### Text section
Heritage

Missionaries ‘development’ race that gave rise to Mang’u School

missionaries

Former President Mwai Kibaki interacts with aviation students of Mang’u High School during a tour. He is an alumnus of the institution. -- courtesy

During the early period of European settlement in Kenya (1895 onwards) there was an unspoken but quietly simmering competition between the Anglican and Scottish missionaries over the “development” of Africans.

The Anglicans, being the colonising authority, believed that their paternalistic approach should carry the day rather the more humanistic style of their Scottish counterparts.

There was another, more subtle, battlefront between Protestants and Catholics.

The Holy Ghost Fathers (also known as Spiritans) established a mission in Nairobi in 1899 at Muthangari, near Kabete, in what is today known as St. Austin’s Mission. By July 1913, they had purchased a five-acre piece of land at Kabaa to establish a mission station.

### Exercise tasks
[1] From the article on the origins of Mang'u School, reproduce the passage starting at "The Holy Ghost" and ending at "a mission station.".
[2] Proceed with the article on the missionary origins of Mang'u School, beginning after its final sentence.

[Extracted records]
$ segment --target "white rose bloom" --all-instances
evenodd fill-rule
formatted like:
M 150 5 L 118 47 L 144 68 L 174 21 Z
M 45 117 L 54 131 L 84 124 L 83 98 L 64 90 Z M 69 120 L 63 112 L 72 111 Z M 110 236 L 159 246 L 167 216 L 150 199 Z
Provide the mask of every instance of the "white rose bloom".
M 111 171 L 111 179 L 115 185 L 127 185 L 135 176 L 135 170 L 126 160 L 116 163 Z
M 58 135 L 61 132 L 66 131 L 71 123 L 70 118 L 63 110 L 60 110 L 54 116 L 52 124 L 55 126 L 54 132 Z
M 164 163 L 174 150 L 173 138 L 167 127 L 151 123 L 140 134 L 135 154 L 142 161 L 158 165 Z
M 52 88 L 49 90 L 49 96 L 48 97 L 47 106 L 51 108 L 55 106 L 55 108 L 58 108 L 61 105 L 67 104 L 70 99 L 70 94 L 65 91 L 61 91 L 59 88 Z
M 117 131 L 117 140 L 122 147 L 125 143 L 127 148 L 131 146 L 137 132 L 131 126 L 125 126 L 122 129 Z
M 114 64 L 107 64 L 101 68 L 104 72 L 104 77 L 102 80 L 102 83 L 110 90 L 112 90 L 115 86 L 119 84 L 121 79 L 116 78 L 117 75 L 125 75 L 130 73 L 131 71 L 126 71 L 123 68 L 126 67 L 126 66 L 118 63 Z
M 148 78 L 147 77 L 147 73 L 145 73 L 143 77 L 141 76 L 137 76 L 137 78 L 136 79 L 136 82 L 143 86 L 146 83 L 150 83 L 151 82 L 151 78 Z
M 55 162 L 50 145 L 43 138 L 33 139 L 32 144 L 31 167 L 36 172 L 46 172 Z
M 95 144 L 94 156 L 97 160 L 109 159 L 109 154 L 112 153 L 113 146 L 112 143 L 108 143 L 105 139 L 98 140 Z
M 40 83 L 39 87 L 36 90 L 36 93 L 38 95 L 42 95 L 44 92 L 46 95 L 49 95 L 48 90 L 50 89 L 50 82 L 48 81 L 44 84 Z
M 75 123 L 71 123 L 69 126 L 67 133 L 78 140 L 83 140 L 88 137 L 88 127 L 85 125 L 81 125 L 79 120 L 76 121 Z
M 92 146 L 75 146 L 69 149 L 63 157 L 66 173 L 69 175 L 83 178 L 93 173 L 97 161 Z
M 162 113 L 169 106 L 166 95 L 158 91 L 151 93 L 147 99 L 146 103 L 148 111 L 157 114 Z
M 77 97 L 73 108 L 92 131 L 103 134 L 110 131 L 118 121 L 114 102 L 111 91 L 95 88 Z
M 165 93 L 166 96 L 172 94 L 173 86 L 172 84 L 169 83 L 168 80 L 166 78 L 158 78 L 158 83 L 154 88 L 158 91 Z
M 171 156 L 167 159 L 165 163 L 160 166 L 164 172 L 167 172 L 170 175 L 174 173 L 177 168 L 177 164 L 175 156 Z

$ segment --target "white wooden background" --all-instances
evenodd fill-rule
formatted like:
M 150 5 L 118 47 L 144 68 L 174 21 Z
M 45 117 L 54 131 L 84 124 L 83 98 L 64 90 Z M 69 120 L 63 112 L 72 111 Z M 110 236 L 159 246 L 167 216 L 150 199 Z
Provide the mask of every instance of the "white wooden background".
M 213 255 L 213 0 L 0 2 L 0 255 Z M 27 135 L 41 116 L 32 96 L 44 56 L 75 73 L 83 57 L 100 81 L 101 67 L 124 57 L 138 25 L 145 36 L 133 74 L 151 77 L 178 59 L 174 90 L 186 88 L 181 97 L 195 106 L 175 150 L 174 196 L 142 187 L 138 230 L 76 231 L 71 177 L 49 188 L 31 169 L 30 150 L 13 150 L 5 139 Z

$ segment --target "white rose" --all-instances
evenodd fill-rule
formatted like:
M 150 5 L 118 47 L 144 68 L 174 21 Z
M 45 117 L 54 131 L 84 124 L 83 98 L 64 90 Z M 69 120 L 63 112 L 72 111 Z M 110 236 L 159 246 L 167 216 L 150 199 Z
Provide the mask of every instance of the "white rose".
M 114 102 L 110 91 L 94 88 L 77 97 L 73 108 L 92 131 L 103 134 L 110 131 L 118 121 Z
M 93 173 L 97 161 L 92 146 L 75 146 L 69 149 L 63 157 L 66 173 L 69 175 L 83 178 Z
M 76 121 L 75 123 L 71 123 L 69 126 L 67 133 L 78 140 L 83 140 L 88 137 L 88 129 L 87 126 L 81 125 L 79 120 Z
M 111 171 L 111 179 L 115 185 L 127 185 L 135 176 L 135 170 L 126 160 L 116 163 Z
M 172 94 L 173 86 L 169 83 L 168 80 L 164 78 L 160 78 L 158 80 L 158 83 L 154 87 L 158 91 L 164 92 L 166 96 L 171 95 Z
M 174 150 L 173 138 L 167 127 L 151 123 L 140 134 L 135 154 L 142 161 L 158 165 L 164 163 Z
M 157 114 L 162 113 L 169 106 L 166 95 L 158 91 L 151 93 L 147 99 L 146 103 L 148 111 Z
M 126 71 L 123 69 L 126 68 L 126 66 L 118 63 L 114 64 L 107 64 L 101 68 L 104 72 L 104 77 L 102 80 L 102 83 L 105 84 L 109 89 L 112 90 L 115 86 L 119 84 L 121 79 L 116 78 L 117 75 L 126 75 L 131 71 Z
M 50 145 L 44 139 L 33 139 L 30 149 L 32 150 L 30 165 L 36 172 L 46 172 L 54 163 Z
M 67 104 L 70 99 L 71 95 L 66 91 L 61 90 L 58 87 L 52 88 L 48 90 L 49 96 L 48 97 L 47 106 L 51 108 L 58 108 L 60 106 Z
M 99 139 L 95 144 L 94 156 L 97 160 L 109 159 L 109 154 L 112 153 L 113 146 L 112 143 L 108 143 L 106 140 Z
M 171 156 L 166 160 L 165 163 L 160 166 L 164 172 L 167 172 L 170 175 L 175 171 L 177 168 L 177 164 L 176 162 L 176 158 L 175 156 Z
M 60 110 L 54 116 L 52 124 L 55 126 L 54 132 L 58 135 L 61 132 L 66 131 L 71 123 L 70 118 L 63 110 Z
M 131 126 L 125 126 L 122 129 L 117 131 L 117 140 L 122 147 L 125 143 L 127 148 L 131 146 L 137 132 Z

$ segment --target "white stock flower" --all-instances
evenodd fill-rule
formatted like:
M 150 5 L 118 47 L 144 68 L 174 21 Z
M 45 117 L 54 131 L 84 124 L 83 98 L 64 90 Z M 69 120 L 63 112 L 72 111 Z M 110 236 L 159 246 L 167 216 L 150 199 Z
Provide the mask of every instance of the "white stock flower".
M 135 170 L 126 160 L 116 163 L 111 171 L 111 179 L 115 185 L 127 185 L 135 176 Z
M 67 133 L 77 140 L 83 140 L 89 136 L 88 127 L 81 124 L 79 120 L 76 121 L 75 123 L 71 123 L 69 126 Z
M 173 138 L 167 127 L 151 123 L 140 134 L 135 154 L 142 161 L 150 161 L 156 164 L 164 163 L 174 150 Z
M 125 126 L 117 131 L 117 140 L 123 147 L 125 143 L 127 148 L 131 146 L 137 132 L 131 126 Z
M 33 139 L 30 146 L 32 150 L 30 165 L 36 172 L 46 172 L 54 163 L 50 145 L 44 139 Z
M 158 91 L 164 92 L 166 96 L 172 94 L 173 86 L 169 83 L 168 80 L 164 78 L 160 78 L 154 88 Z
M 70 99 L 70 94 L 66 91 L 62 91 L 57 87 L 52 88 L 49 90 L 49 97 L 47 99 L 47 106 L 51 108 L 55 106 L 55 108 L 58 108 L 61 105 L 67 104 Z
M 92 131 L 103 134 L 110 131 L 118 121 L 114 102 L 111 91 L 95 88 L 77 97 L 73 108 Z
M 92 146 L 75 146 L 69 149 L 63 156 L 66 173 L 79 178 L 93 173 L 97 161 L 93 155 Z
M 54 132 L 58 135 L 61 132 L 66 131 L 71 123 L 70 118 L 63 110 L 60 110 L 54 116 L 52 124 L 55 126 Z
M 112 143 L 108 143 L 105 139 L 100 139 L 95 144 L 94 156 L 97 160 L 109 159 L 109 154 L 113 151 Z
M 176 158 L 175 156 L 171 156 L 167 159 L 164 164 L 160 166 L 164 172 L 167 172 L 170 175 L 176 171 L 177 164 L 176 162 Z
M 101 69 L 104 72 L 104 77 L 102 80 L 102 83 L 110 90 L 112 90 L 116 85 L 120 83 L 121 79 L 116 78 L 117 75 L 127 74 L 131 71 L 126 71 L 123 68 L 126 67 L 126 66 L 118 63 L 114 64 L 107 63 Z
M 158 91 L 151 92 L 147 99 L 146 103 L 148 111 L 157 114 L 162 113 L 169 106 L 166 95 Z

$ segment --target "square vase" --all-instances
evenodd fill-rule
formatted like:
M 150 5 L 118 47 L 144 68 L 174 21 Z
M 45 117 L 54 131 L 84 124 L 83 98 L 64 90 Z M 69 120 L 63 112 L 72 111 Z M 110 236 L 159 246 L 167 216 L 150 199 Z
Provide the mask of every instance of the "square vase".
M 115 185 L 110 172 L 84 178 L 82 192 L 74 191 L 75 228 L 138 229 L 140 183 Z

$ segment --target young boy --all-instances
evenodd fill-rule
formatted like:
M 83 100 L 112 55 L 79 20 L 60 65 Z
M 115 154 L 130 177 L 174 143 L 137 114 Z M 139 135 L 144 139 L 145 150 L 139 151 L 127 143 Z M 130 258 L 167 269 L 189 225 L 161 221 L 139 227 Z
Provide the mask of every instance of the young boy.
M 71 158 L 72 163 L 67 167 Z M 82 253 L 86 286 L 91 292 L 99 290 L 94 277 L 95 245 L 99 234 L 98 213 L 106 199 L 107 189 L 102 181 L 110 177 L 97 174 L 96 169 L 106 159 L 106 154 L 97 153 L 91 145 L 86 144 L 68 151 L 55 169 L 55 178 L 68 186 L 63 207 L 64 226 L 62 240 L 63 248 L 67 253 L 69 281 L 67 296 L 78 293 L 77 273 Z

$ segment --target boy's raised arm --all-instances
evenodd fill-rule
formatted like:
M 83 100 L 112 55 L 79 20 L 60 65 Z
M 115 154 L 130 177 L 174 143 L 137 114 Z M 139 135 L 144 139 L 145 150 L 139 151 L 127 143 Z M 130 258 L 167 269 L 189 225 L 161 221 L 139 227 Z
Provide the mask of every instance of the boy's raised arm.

### Task responses
[1]
The Holy Ghost Fathers (also known as Spiritans) established a mission in Nairobi in 1899 at Muthangari, near Kabete, in what is today known as St. Austin’s Mission. By July 1913, they had purchased a five-acre piece of land at Kabaa to establish a mission station.

[2]
Situated 55kms to the East of Thika town, Kabaa can be inhospitable with frequents bouts of frost. Not attracting sufficient converts the mission at Kabaa was abandoned in 1920.

In the interim, a successful mission was running at Kilungu, southeast of Machakos where a Dutch Catholic priest, Michael Joseph Witte was in charge of the Central School for Catechists.

Father Witte was a fiercely independent individual and he liked to do things his own way without being supervised. In 1923, a policy decision was made to expand the Catechist School, but Kilungu was considered unsuitable.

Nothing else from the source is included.